TASK PROMPT – Word for word, print all of the lines below.

EXTRACTED MATERIAL –
((
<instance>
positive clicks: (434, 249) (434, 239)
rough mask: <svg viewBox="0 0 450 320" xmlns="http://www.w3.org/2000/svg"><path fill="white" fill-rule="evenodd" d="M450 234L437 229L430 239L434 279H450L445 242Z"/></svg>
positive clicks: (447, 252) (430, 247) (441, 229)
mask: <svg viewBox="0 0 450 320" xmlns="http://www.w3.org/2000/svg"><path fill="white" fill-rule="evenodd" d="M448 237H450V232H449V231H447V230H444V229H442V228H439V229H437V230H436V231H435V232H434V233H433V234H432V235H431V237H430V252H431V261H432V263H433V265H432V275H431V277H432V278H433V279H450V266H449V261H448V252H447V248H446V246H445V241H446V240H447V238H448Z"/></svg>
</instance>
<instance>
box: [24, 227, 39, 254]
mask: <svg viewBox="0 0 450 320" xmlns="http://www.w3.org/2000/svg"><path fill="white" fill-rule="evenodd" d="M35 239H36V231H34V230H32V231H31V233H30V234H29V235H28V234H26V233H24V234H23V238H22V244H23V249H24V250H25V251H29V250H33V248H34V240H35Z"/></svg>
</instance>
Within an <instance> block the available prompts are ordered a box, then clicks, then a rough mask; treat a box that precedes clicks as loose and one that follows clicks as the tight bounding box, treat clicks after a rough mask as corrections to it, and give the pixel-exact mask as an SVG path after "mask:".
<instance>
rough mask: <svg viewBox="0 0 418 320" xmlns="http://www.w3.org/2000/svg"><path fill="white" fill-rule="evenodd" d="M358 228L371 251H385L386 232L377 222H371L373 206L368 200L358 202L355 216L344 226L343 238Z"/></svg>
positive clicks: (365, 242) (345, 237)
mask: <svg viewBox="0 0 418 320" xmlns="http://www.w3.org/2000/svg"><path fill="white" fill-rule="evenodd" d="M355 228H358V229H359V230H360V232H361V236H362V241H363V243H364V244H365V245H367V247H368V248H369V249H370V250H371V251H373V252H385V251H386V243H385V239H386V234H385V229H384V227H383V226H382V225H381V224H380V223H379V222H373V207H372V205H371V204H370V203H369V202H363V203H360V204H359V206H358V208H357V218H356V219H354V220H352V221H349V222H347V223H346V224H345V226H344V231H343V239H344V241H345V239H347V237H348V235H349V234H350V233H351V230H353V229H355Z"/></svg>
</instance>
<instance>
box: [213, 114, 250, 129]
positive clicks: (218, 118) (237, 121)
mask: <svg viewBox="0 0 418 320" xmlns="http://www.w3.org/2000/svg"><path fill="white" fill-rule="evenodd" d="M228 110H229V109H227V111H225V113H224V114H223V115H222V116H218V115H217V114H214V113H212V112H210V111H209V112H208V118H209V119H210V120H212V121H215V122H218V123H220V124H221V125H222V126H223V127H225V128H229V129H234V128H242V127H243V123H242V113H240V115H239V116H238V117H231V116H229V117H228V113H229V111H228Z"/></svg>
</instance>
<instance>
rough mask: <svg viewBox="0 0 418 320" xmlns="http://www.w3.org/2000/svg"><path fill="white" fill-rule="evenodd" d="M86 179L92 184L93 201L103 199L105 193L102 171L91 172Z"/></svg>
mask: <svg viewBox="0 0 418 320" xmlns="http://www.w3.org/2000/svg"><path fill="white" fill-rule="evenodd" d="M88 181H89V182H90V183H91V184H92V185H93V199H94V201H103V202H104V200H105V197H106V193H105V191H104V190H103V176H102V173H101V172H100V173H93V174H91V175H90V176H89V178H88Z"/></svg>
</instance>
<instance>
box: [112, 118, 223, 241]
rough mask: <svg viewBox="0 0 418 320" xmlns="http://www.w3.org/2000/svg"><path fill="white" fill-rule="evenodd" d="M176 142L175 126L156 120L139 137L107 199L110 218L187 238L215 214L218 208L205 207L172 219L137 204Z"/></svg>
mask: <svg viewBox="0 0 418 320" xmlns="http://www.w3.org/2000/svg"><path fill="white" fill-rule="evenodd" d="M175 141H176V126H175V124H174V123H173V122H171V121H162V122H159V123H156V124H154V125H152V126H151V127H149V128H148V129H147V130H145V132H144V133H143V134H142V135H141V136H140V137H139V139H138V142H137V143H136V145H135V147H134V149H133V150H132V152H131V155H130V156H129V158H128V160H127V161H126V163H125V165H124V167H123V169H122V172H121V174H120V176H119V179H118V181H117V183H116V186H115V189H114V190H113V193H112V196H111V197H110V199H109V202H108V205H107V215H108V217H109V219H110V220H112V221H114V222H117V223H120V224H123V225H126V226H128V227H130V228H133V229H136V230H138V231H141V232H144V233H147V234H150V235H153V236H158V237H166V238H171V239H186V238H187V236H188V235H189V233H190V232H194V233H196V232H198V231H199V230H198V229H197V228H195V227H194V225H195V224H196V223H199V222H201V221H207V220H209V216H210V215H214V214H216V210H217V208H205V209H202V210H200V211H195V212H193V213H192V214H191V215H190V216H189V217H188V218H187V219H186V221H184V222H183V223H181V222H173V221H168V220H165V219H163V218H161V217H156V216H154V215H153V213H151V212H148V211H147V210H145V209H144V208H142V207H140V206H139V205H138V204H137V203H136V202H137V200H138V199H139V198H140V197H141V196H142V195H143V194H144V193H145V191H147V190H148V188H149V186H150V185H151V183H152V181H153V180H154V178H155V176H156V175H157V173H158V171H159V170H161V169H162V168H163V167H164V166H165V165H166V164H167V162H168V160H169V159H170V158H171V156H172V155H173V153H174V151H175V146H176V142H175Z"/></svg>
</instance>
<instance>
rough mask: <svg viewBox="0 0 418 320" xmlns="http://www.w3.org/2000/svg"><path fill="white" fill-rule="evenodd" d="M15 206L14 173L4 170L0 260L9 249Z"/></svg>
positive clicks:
))
FINISHED TASK –
<instance>
positive clicks: (434, 249) (434, 239)
rough mask: <svg viewBox="0 0 450 320" xmlns="http://www.w3.org/2000/svg"><path fill="white" fill-rule="evenodd" d="M450 234L437 229L430 239L434 279H450L445 242Z"/></svg>
positive clicks: (447, 252) (430, 247) (441, 229)
mask: <svg viewBox="0 0 450 320" xmlns="http://www.w3.org/2000/svg"><path fill="white" fill-rule="evenodd" d="M448 237H450V232H449V231H447V230H444V229H442V228H439V229H437V230H436V231H435V232H434V233H433V234H432V235H431V237H430V252H431V261H432V263H433V265H432V275H431V277H432V278H433V279H450V266H449V261H448V252H447V248H446V246H445V241H446V240H447V238H448Z"/></svg>
</instance>
<instance>
box: [24, 227, 39, 254]
mask: <svg viewBox="0 0 450 320" xmlns="http://www.w3.org/2000/svg"><path fill="white" fill-rule="evenodd" d="M35 239H36V231H34V230H32V231H31V233H30V234H29V235H28V234H26V233H24V234H23V238H22V244H23V249H24V250H25V251H29V250H33V248H34V240H35Z"/></svg>
</instance>
Within an <instance> block the available prompts are ordered a box, then clicks, then a rough mask; treat a box that precedes clicks as loose and one that follows clicks as the tight bounding box, treat clicks after a rough mask as corrections to it, and give the pixel-exact mask as an SVG path after "mask:".
<instance>
rough mask: <svg viewBox="0 0 418 320" xmlns="http://www.w3.org/2000/svg"><path fill="white" fill-rule="evenodd" d="M358 228L371 251H385L386 232L377 222H371L373 206L368 200L358 202L355 216L344 226L343 238Z"/></svg>
positive clicks: (365, 242) (345, 237)
mask: <svg viewBox="0 0 418 320" xmlns="http://www.w3.org/2000/svg"><path fill="white" fill-rule="evenodd" d="M355 228H358V229H359V230H360V232H361V236H362V241H363V243H364V244H365V245H367V247H368V248H369V249H370V250H371V251H373V252H385V251H386V243H385V239H386V234H385V229H384V227H383V226H382V225H381V224H380V223H379V222H373V207H372V205H371V204H370V203H369V202H363V203H360V204H359V206H358V208H357V218H356V219H354V220H352V221H349V222H347V223H346V224H345V226H344V231H343V239H344V241H345V239H347V237H348V235H349V234H350V233H351V230H353V229H355Z"/></svg>
</instance>
<instance>
box: [213, 114, 250, 129]
positive clicks: (218, 118) (237, 121)
mask: <svg viewBox="0 0 418 320" xmlns="http://www.w3.org/2000/svg"><path fill="white" fill-rule="evenodd" d="M228 110H229V109H227V111H225V113H224V114H223V115H222V116H218V115H217V114H214V113H212V112H210V111H209V112H208V118H209V119H210V120H212V121H215V122H218V123H220V124H221V125H222V126H223V127H225V128H229V129H234V128H242V127H243V123H242V113H240V115H239V116H238V117H231V116H229V117H228V113H229V111H228Z"/></svg>
</instance>
<instance>
rough mask: <svg viewBox="0 0 418 320" xmlns="http://www.w3.org/2000/svg"><path fill="white" fill-rule="evenodd" d="M86 179L92 184L93 201L103 199L105 193L102 171L91 172Z"/></svg>
mask: <svg viewBox="0 0 418 320" xmlns="http://www.w3.org/2000/svg"><path fill="white" fill-rule="evenodd" d="M88 181H89V182H90V183H91V184H92V185H93V199H94V201H103V202H104V200H105V197H106V193H105V191H104V190H103V176H102V173H101V172H100V173H93V174H91V175H90V176H89V178H88Z"/></svg>
</instance>
<instance>
box: [112, 118, 223, 241]
rough mask: <svg viewBox="0 0 418 320" xmlns="http://www.w3.org/2000/svg"><path fill="white" fill-rule="evenodd" d="M176 142L175 126L156 120L139 137L107 199L110 218L187 238L215 214L218 208L205 207L172 219L137 204Z"/></svg>
mask: <svg viewBox="0 0 418 320" xmlns="http://www.w3.org/2000/svg"><path fill="white" fill-rule="evenodd" d="M175 141H176V126H175V124H174V123H173V122H171V121H162V122H159V123H156V124H154V125H152V126H151V127H149V128H148V129H147V130H145V132H144V133H143V134H142V135H141V136H140V137H139V139H138V142H137V143H136V145H135V147H134V149H133V150H132V152H131V155H130V156H129V158H128V160H127V161H126V163H125V165H124V167H123V169H122V172H121V174H120V176H119V179H118V181H117V183H116V186H115V189H114V190H113V193H112V196H111V197H110V199H109V202H108V205H107V215H108V217H109V219H110V220H112V221H114V222H117V223H120V224H123V225H126V226H128V227H130V228H133V229H136V230H138V231H141V232H144V233H147V234H150V235H153V236H158V237H166V238H171V239H186V238H187V236H188V235H189V233H190V232H194V233H196V232H198V231H199V230H198V229H197V228H195V227H194V225H195V224H196V223H199V222H201V221H207V220H209V216H210V215H214V214H216V210H217V208H205V209H202V210H200V211H195V212H193V213H192V214H191V215H190V216H189V217H188V218H187V219H186V221H184V222H183V223H181V222H173V221H168V220H165V219H163V218H161V217H156V216H154V215H153V213H151V212H148V211H147V210H145V209H144V208H142V207H140V206H139V205H138V204H137V203H136V202H137V200H138V199H139V198H140V197H141V196H142V195H143V194H144V193H145V191H147V190H148V188H149V186H150V185H151V183H152V181H153V180H154V178H155V176H156V175H157V173H158V171H159V170H161V169H162V168H163V167H164V166H165V165H166V164H167V162H168V160H169V159H170V158H171V156H172V155H173V153H174V151H175V146H176V142H175Z"/></svg>
</instance>
<instance>
rough mask: <svg viewBox="0 0 418 320" xmlns="http://www.w3.org/2000/svg"><path fill="white" fill-rule="evenodd" d="M15 206L14 173L4 170L0 260L9 249Z"/></svg>
positive clicks:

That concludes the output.